Count the lines of the listing below that contain the string "building" with case taken into account, and give only the resulting number.

* START *

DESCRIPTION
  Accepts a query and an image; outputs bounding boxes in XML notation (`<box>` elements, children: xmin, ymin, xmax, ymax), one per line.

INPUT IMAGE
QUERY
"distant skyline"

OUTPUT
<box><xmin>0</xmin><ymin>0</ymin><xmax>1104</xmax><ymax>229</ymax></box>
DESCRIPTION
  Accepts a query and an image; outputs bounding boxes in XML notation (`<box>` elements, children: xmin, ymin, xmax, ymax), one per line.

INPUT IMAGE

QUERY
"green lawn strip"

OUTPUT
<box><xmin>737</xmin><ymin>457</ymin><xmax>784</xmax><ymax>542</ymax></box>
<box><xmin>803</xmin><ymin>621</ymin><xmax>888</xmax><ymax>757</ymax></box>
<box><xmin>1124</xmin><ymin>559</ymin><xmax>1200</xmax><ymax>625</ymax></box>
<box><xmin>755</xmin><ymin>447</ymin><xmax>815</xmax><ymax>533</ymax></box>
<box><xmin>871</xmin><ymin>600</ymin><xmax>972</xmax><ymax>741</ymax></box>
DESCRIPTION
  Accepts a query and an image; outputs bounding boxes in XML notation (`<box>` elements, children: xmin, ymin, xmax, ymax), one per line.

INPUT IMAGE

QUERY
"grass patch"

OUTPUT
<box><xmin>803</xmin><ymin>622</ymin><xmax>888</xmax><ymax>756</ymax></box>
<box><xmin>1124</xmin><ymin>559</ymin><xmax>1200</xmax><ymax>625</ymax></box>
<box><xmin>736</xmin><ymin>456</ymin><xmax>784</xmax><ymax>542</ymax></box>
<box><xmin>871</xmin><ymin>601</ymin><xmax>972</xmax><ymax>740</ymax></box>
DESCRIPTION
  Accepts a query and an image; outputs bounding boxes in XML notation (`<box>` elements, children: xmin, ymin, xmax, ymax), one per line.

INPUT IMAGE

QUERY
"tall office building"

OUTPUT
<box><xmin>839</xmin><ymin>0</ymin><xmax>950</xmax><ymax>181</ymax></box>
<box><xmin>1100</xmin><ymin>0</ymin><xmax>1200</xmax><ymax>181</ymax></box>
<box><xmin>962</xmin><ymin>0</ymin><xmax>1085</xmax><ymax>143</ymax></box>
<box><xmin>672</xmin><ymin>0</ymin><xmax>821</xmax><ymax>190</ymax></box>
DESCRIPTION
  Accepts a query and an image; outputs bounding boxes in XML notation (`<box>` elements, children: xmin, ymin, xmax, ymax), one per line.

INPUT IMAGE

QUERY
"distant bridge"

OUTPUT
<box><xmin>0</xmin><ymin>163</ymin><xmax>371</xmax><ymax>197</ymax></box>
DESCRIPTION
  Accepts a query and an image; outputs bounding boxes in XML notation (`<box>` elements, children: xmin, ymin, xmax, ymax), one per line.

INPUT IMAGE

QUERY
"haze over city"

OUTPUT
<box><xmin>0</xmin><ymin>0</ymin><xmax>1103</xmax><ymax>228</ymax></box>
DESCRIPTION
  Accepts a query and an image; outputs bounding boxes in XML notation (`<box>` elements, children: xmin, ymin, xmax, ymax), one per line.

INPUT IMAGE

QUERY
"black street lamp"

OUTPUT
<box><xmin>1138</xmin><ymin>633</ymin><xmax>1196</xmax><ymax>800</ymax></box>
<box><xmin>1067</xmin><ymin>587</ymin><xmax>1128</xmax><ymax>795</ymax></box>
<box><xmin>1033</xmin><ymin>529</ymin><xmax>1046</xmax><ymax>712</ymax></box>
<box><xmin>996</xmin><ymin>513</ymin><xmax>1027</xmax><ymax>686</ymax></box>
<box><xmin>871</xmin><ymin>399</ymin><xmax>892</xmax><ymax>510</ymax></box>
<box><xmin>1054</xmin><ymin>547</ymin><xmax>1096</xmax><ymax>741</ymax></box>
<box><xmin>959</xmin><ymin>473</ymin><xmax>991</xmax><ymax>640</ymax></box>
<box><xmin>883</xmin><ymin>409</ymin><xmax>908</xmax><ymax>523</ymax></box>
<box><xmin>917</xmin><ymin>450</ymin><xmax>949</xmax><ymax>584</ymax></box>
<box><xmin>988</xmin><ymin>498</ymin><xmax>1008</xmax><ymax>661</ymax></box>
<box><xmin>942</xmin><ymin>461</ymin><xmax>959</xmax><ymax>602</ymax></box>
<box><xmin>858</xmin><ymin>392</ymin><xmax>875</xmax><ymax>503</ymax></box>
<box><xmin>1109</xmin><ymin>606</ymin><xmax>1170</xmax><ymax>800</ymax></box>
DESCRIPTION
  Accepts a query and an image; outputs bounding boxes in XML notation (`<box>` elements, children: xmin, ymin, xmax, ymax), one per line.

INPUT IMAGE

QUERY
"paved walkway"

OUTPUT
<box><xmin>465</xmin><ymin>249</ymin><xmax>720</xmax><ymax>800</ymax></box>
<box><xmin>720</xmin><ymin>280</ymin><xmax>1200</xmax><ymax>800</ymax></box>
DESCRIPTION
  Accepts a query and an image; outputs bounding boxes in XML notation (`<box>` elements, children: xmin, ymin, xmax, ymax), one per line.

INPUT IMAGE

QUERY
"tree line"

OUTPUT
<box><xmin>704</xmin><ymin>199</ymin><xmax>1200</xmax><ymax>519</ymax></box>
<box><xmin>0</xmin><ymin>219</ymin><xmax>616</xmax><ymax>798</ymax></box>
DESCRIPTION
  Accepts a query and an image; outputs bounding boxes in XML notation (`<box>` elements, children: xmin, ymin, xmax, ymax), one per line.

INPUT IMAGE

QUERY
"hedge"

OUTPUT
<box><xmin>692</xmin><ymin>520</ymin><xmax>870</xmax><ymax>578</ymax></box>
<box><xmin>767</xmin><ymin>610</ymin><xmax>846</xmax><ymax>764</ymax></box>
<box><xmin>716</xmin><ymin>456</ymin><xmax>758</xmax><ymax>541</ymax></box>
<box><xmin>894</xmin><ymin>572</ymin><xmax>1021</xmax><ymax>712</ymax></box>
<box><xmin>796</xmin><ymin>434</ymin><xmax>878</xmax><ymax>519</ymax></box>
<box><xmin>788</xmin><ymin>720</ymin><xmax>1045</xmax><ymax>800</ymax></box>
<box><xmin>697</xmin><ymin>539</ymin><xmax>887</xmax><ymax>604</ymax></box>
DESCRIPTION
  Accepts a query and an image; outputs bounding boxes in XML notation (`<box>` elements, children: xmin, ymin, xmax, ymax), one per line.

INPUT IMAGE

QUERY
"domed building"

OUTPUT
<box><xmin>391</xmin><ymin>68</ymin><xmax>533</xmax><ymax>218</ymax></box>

* END *

**Reply to the task:**
2